Given instruction => Reproduce every line of the material below, word for word, from start to finish.

===== Data provided

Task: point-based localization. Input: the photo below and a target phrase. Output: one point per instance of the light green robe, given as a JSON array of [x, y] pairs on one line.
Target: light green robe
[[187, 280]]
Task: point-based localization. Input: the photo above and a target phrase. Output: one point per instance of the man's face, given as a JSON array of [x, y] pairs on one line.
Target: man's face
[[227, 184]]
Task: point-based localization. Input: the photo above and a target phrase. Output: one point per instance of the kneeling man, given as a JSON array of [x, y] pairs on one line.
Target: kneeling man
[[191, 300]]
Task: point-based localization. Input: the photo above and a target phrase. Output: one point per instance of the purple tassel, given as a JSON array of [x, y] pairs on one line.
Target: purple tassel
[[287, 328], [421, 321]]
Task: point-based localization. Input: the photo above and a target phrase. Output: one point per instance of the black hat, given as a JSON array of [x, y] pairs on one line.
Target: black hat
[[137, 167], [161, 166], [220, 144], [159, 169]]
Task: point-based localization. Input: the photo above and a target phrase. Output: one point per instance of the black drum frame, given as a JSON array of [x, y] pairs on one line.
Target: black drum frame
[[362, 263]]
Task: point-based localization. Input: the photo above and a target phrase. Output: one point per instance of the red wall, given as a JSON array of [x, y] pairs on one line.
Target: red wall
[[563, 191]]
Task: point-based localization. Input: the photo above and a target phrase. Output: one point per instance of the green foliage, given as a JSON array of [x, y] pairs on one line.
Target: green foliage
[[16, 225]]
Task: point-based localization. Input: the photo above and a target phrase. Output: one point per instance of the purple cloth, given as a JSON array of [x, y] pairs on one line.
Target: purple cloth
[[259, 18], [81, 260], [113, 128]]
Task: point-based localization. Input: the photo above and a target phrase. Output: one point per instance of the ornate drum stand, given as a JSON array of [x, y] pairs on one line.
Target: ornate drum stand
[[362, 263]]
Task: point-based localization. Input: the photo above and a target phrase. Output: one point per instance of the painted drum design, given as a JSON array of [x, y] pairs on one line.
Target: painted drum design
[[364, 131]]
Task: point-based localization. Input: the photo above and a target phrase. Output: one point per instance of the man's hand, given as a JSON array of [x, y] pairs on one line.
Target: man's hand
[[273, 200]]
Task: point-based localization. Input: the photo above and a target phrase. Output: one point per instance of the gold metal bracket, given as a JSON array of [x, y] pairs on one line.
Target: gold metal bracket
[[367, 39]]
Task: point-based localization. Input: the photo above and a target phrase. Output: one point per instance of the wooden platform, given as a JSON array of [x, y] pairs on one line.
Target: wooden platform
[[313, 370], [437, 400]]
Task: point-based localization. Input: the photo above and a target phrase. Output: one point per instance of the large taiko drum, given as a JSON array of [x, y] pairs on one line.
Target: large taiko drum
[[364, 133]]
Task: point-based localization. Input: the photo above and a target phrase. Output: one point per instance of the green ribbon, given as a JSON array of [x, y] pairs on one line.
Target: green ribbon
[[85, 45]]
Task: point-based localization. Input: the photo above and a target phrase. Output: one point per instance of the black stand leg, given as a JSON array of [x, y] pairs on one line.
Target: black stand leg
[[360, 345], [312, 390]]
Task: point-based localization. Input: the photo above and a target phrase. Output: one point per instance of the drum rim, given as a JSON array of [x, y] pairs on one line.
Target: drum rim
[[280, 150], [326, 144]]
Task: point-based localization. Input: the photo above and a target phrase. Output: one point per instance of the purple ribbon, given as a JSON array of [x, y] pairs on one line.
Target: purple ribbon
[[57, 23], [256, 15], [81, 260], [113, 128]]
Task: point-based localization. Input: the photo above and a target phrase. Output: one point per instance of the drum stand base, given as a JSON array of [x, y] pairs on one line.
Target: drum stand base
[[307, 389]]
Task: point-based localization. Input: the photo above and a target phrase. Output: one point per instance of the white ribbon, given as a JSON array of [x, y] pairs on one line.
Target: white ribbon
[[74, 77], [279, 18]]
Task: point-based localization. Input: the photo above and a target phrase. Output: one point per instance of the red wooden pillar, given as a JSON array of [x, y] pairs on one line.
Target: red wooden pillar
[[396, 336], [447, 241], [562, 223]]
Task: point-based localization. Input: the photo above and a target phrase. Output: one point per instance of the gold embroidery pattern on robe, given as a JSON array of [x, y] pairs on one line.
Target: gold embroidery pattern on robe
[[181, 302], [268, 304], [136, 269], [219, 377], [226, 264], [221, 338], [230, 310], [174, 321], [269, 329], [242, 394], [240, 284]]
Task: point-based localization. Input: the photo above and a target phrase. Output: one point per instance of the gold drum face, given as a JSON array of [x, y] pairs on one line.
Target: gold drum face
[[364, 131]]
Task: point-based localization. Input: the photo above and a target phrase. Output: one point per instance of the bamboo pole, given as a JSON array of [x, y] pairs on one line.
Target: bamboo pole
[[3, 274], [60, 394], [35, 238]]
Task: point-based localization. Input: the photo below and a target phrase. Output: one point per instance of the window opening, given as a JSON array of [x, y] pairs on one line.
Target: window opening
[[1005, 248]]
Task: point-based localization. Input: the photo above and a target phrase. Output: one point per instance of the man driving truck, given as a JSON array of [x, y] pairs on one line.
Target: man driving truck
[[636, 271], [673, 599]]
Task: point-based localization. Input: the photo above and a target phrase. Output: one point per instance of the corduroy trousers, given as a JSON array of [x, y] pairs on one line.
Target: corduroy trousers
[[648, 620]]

==========

Result for this exercise =>
Task: point-based localization. Input: the photo below and a target phrase. Output: one point per instance of the light green robe, given as a JSON array of [x, y] pairs on one line.
Target: light green robe
[[187, 280]]
Task: point-based localization. Input: the photo above and a target phrase. Output: one point per instance of the man's face, given as a JSON array of [x, y] pairs on one line.
Target: man's face
[[227, 184]]
Task: point-based localization. Input: the photo above and a target phrase. Output: one point per instance of the kneeling man, given as a JSON array of [x, y] pairs on one line.
Target: kneeling man
[[191, 300]]
Task: point-based localization. Input: the photo above and a target phrase. Output: one point per instance of the purple tassel, given as a JSON array of [x, y] pairs on one line.
Target: purple tassel
[[287, 328], [421, 321]]
Task: point-based localization. Input: the photo above and a target phrase. Output: one point per instance of the black hat, given as a JSON array of [x, y] pairs on one line.
Target: black hat
[[137, 167], [161, 166], [220, 144], [159, 169]]
Task: point-based localization. Input: the photo above and a target phrase. Output: one point per instance of the black drum frame, given as a JSON array of [x, y] pairs on one line.
Target: black drum frame
[[362, 263]]
Task: point-based localization. Input: the photo above and a target phrase. Output: one point per instance of the red wall, given as a JSON array of [x, y] pairs on one line.
Target: red wall
[[563, 191]]
Task: point-based localization. Input: the photo above and a target phrase. Output: one point per instance of the green foliage, given as a JSON array of [x, y] pairs on one line.
Target: green foliage
[[16, 225]]
Task: point-based localization. Input: the photo above and a target phrase. Output: one point per instance of the purple cloth, given as a JSON array of [x, y] pairs on one line.
Target: purple cloth
[[259, 18], [81, 260], [113, 128]]
Task: point-based localization. Input: the photo above and a target phrase. Output: one point per instance of the ornate drum stand, given as a JSON array of [x, y] pairs on one line.
Target: ornate drum stand
[[362, 263]]
Task: point-based localization. Input: the photo above and a target phrase. Output: one point per instance of the painted drum design, given as a JSON array of [x, y] pairs on one line.
Target: painted drum design
[[364, 131]]
Task: point-based localization. Input: the photo above and a target phrase. Output: one point per instance of the man's hand, given as a JSON array of [x, y] pairs on one line.
Target: man's hand
[[273, 200]]
Task: point-based localization. Input: the photo above and a target phrase. Output: one point per instance of the gold metal bracket, given as a JSON array of [x, y] pairs on one line.
Target: gold metal bracket
[[367, 39]]
Task: point-based localization. Input: the photo above and a target phrase. Output: one point per instance of the wooden platform, given as a JSON array of [x, y] pairs on one line.
Target: wooden platform
[[313, 370], [437, 400]]
Task: point-based localization. Input: the photo above and a target phrase. Output: one point per instance of the large taiko drum, given as a JSON array of [x, y] pairs on one line.
Target: large taiko drum
[[364, 133]]
Task: point-based localization. Input: the photo above and a target phrase. Output: one point per instance of the green ribbon, given as a JSON array of [x, y] pairs on one line.
Target: green ribbon
[[85, 45]]
Task: point-based localization. Input: the photo above and a target phrase. Output: one point per instance of the black stand leg, given as a JSON array of [x, y] pairs on one line.
Target: black stand leg
[[360, 345], [312, 390]]
Task: point-based localization. Input: the photo above and a target phrase. Output: one point per instance of the drum rim, given as a JSON array of [x, y] pairs on one line.
Target: drum rim
[[280, 150], [326, 144]]
Task: point-based localization. Input: the photo above and a target phrase. Output: one point per instance of the purple ribbon, given as a JSON array of [x, y] pairs on one line.
Target: purple ribbon
[[57, 23], [256, 15], [81, 260], [113, 128]]
Task: point-based localization. Input: the photo above and a target phrase. Output: one point per instance of the drum stand base, given as a JSON array of [x, y] pairs on one line.
Target: drum stand base
[[307, 389]]
Task: point-based localization. Input: the photo above and a target phrase. Output: one point per instance of the white ribbon, given as a JSON array of [x, y] pairs on one line.
Target: white ribbon
[[74, 77], [279, 18]]
Task: point-based localization. Input: the photo above and a target phrase. Output: one point per instance of the red wooden pillar, given as a JSON array of [x, y] pairs on one line.
Target: red wooden pillar
[[396, 336], [447, 241], [562, 223]]
Task: point-based localization. Input: the photo above and a target phrase. Output: one point per instance of the gold embroidery pattern on robe, given as a JSON array of [x, y] pairs on one line.
Target: gold embroidery pattern on robe
[[181, 302], [268, 304], [136, 269], [219, 377], [226, 264], [221, 338], [230, 310], [174, 321], [269, 329], [242, 394], [240, 284]]
Task: point-based localization. Input: the photo above and a target phrase. Output: one point per instance of the gold drum face, given as a JSON array of [x, y] pairs on one line.
Target: gold drum face
[[364, 131]]
Task: point-based localization. Input: the photo above and a target phrase. Output: one point per instance of the bamboo pole, given as a JSON array of [x, y] pairs on one line.
Target: bamboo pole
[[3, 274], [60, 394], [35, 238]]
Task: point-based localization. Input: the photo below and a target phrase. Output: one point per instance of the window opening, given as a JSON array of [x, y] pairs on one line.
Target: window opening
[[1005, 248]]
Task: point-based localization. Input: the photo above and a target phrase. Output: one point per instance of the man driving truck, given as a JSON array of [x, y] pairs on one line.
Target: man driving truck
[[636, 271], [673, 599]]
Task: point-based localization. Input: the photo above and a target phrase. Output: one point per instance of the corduroy trousers, given as a JSON array of [x, y] pairs on one line.
Target: corduroy trousers
[[648, 620]]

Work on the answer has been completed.